▶ _What needs to be done_
Would you restate all of the entries verbatim, minus any images?

▶ _Task data_

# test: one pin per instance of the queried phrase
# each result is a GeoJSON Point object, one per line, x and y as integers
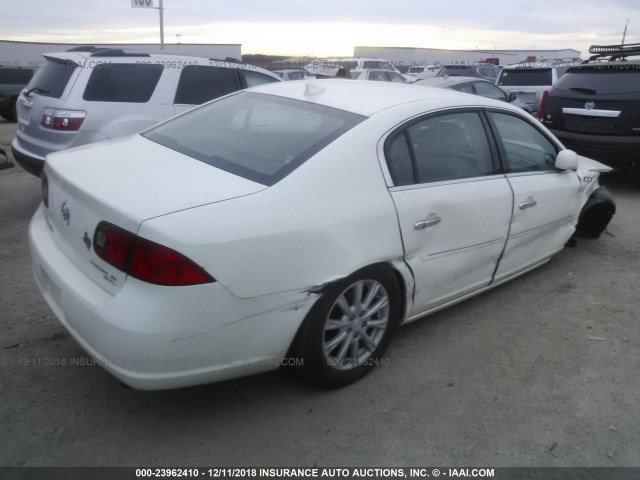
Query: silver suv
{"type": "Point", "coordinates": [527, 80]}
{"type": "Point", "coordinates": [90, 94]}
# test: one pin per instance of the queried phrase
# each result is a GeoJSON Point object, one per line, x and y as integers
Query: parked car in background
{"type": "Point", "coordinates": [12, 81]}
{"type": "Point", "coordinates": [429, 71]}
{"type": "Point", "coordinates": [297, 223]}
{"type": "Point", "coordinates": [488, 71]}
{"type": "Point", "coordinates": [595, 107]}
{"type": "Point", "coordinates": [291, 74]}
{"type": "Point", "coordinates": [527, 80]}
{"type": "Point", "coordinates": [330, 66]}
{"type": "Point", "coordinates": [90, 94]}
{"type": "Point", "coordinates": [475, 86]}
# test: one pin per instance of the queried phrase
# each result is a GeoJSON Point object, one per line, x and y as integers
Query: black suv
{"type": "Point", "coordinates": [594, 108]}
{"type": "Point", "coordinates": [12, 81]}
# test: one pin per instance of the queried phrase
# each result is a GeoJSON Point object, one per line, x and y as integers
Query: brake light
{"type": "Point", "coordinates": [543, 99]}
{"type": "Point", "coordinates": [45, 190]}
{"type": "Point", "coordinates": [68, 120]}
{"type": "Point", "coordinates": [146, 260]}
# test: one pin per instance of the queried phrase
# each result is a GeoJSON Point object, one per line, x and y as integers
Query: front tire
{"type": "Point", "coordinates": [350, 327]}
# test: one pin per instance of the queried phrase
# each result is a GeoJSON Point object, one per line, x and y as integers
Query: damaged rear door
{"type": "Point", "coordinates": [454, 205]}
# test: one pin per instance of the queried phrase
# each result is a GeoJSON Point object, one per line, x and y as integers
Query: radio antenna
{"type": "Point", "coordinates": [624, 34]}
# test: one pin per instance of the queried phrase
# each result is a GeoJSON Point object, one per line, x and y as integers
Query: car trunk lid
{"type": "Point", "coordinates": [595, 100]}
{"type": "Point", "coordinates": [125, 182]}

▶ _Your response_
# test: one pin per instance of the queried phrase
# each result is a GeoJSON Point object, one per line, x and y as integers
Query: silver suv
{"type": "Point", "coordinates": [527, 80]}
{"type": "Point", "coordinates": [90, 94]}
# test: one pin per instance of the queried phrase
# each result is a GeoJSON Point object, one per line, x and y as integers
Query: parked car in background
{"type": "Point", "coordinates": [12, 81]}
{"type": "Point", "coordinates": [429, 71]}
{"type": "Point", "coordinates": [297, 223]}
{"type": "Point", "coordinates": [488, 71]}
{"type": "Point", "coordinates": [595, 107]}
{"type": "Point", "coordinates": [291, 74]}
{"type": "Point", "coordinates": [527, 80]}
{"type": "Point", "coordinates": [330, 66]}
{"type": "Point", "coordinates": [90, 94]}
{"type": "Point", "coordinates": [475, 86]}
# test: one pin per instance of the queried phrase
# each result is a GeoJSON Point object, one per line, x and y as integers
Query: black suv
{"type": "Point", "coordinates": [594, 108]}
{"type": "Point", "coordinates": [12, 81]}
# test: one pin per instance of the queried phrase
# each result is a GeoJSON Point object, one per line, x and y as integers
Query: brake light
{"type": "Point", "coordinates": [543, 99]}
{"type": "Point", "coordinates": [45, 190]}
{"type": "Point", "coordinates": [68, 120]}
{"type": "Point", "coordinates": [146, 260]}
# test: one pin per instance of the queried phrase
# each result is a GeoJSON Point object, one per line, x and y as integers
Query: front tire
{"type": "Point", "coordinates": [350, 327]}
# test: one pin per instance of the queried phrase
# each result is a GeoJSON Point object, one per line, x and y as integers
Query: damaged rear door
{"type": "Point", "coordinates": [454, 205]}
# test: one pin per instance of the queried phrase
# each result is a GeoJSON Point object, one per line, x and y as integers
Query: radio antenna
{"type": "Point", "coordinates": [624, 34]}
# test: one pin per instance of the queried phrase
# each result is a GeoJSON Point object, one per line, x and y as integers
Query: car trunk lid
{"type": "Point", "coordinates": [595, 100]}
{"type": "Point", "coordinates": [125, 182]}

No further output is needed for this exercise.